**** Supplied data ****

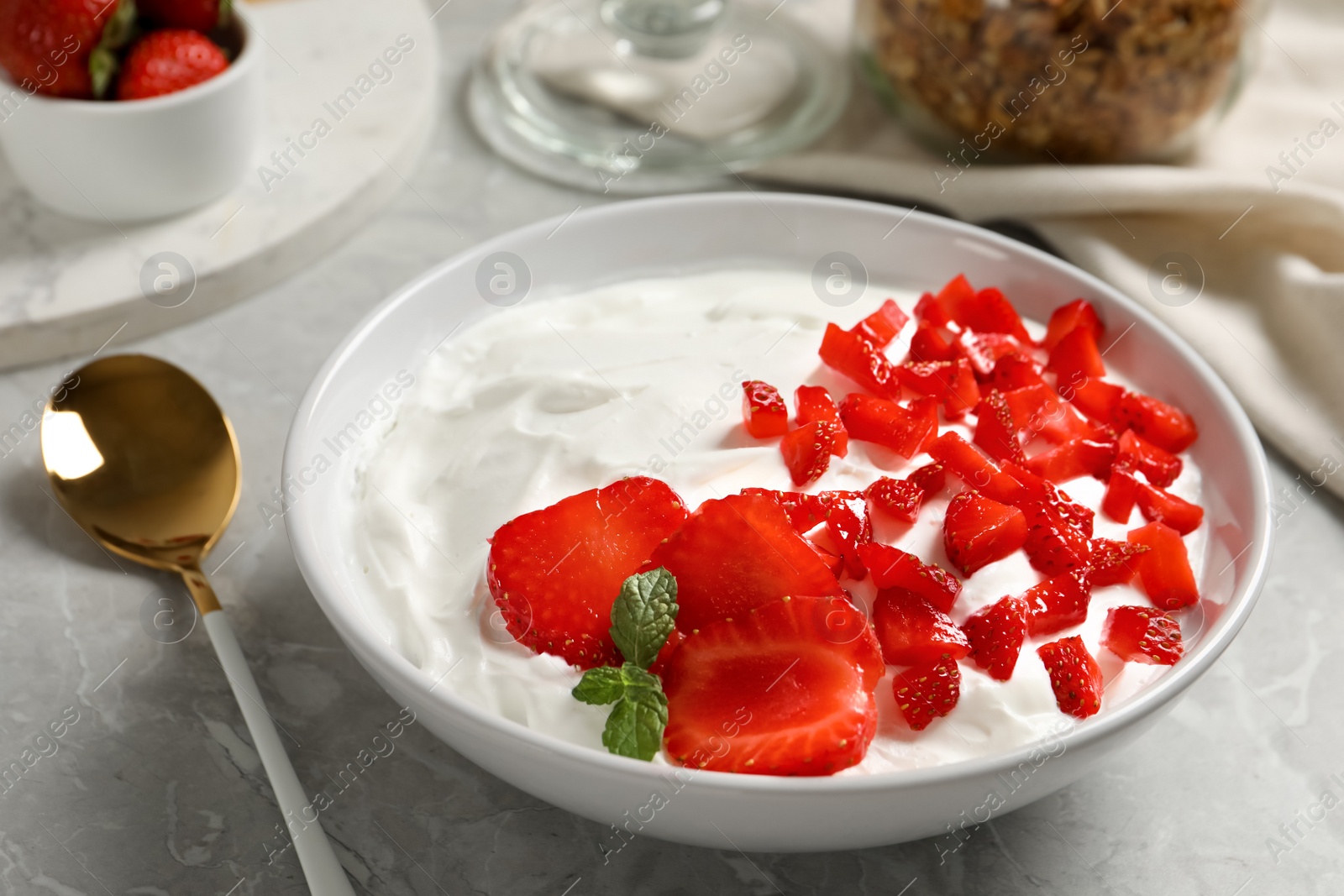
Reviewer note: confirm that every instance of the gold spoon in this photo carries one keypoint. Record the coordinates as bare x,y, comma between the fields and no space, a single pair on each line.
144,459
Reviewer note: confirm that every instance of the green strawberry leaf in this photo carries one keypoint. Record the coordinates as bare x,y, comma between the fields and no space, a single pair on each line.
643,616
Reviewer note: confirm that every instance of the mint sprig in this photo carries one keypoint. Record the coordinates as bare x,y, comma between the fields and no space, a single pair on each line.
642,620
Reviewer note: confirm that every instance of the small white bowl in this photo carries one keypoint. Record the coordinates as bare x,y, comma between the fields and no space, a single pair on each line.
139,160
682,234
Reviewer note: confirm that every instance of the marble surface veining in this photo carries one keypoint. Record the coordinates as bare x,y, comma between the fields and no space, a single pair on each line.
152,786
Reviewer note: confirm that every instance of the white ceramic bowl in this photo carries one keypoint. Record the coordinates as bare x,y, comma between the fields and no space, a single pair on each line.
680,234
139,160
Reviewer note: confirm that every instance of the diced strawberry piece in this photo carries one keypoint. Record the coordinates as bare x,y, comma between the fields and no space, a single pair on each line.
1142,634
931,479
853,355
763,410
911,631
971,466
816,406
1073,459
1166,426
1068,317
736,553
790,687
996,634
927,692
1074,676
555,573
806,450
1121,493
1057,604
1136,453
932,344
898,499
979,531
886,423
995,429
1159,506
884,324
894,569
1075,359
1112,562
1164,569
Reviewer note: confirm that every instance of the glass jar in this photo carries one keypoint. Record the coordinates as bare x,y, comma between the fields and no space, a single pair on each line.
1086,81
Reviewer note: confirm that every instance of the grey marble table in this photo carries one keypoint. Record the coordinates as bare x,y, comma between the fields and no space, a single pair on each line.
152,786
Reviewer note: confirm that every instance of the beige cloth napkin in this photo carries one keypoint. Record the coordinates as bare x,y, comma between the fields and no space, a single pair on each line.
1270,317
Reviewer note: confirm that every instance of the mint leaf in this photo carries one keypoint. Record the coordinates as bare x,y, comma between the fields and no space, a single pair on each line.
601,685
635,727
643,616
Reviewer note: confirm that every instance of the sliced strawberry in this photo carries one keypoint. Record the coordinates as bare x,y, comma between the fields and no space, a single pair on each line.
995,429
1068,317
884,324
1073,459
1074,676
816,406
1075,359
555,573
851,354
996,634
736,553
911,631
1112,562
1164,569
1159,506
886,423
764,410
979,531
898,499
1166,426
1057,604
971,466
927,692
806,450
1136,453
774,691
894,569
1142,634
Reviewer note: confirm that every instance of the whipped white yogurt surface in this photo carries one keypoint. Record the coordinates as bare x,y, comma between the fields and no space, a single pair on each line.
551,398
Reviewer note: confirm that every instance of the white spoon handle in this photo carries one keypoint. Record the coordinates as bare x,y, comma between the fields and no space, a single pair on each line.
324,873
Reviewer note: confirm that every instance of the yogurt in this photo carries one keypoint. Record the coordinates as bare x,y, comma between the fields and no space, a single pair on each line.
548,399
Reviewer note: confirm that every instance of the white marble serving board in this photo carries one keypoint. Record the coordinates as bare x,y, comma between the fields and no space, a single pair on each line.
67,286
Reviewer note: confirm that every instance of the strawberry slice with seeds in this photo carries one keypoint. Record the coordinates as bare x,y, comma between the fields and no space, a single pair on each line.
979,531
894,569
816,406
1068,317
806,450
1164,569
1160,423
911,631
884,324
927,692
855,356
886,423
764,410
1074,676
1142,634
734,553
783,689
1057,604
996,634
555,573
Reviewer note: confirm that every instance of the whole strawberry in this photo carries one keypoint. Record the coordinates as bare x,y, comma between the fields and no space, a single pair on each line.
62,47
168,60
198,15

****

• Stated exercise: From the line holding "Reviewer note: confirm that every instance of the mint leaf" through the last line above, reproduce each line exactly and add nothing.

• Full answer:
Reviewer note: confirm that every instance of the mint leaf in this photo carries one keypoint. Record the coordinates as bare x,y, comma between the fields and no space, a single pair on each line.
601,685
635,727
643,616
Reviewer note: confirm that every instance of the sliced strawberry in this photo carries one keypoint. Record the coordinates as bare x,y, comma between the fields and no space, a single pair on each line.
995,429
1068,317
884,324
1073,459
1074,676
816,406
1075,359
555,573
851,354
996,634
736,553
911,631
1112,562
1164,569
1159,506
886,423
764,410
979,531
898,499
1166,426
1057,604
971,466
927,692
806,450
1136,453
774,691
894,569
1142,634
Reviewer note: confirm that every instance of the whipped white yogurt surface in this photo carries one keypoint. Record the coordinates as bare x,y, comma between the fields and no space, a single pair on each line.
551,398
Reviewer note: confirm that every instance of the white spoon handle in this photo carries one keypoint. Record the coordinates as bare x,y, comma between the fields and no space, a single pair on each line.
324,873
Reviewer note: confirm that every instance of the yogurt in this photo carries one keypoint. Record the coordinates as bare x,y, comma between the fields and no space, a single pair on each line.
548,399
Reviewer note: confirm that every instance of the white marble serving board in this photo carries one keypoint. Record the coordinates as bare x,y, comma between the fields and no space, a single pair on each line.
67,286
Reviewer note: confirm that every instance of the strawberry slice with seeds in this photo carries one keypoint. Record the coordinates as bare x,y, comma between the fields and no space, a single pair on each line.
979,531
894,569
816,406
1068,317
806,450
1164,569
1160,423
911,631
884,324
927,692
855,356
886,423
764,410
1074,676
1142,634
734,553
783,689
1057,604
996,634
555,573
Reviewer note: confirm that every instance of the whole strawberry in this photo carries one keypoint. Record the coordinates as bare x,y, comma between the fields and no space, a single pair on each line.
62,47
168,60
198,15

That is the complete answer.